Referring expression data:
::::

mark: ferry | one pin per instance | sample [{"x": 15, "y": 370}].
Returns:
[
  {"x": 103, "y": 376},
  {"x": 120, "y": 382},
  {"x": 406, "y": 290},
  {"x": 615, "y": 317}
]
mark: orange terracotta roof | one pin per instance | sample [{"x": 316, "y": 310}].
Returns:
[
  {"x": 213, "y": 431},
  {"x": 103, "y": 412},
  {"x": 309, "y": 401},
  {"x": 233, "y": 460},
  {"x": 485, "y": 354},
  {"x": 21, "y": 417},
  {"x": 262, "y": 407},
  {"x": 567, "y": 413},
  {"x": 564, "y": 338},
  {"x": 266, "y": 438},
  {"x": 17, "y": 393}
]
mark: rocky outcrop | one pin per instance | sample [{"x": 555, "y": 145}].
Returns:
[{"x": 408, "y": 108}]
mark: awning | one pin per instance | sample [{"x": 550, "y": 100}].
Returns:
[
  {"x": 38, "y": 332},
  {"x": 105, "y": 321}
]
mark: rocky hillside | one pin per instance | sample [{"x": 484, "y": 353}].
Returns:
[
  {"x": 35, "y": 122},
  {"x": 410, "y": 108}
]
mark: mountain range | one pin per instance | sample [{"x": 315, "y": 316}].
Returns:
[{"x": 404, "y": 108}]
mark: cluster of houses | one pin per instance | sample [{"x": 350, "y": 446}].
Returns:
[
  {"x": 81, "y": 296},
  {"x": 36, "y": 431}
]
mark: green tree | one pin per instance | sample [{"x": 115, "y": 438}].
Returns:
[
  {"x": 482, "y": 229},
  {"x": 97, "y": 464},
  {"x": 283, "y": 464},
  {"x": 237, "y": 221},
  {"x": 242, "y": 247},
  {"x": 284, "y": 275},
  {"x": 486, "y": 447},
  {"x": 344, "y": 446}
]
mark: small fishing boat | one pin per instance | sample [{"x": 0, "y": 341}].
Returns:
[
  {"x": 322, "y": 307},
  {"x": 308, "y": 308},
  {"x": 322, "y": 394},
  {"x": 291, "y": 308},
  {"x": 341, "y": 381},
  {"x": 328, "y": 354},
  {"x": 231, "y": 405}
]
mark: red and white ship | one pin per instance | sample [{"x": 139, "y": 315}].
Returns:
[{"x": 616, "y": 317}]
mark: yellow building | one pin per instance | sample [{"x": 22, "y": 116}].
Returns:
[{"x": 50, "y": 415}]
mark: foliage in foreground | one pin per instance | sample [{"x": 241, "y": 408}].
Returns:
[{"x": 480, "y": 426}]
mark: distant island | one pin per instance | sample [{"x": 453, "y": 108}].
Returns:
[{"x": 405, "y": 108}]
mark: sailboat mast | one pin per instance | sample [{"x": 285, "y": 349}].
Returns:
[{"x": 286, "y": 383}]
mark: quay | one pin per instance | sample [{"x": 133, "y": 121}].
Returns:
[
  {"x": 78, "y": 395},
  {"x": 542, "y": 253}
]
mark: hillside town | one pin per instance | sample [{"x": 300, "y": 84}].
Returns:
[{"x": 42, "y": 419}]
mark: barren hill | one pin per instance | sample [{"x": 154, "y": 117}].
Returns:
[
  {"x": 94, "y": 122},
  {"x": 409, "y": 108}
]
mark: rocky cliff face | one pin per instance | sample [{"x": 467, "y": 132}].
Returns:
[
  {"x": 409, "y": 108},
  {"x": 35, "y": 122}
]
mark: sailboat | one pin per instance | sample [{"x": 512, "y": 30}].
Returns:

::::

TASK BRIEF: Provide only the count of lines in the records above that hold the word "hillside".

RESPONSE: 2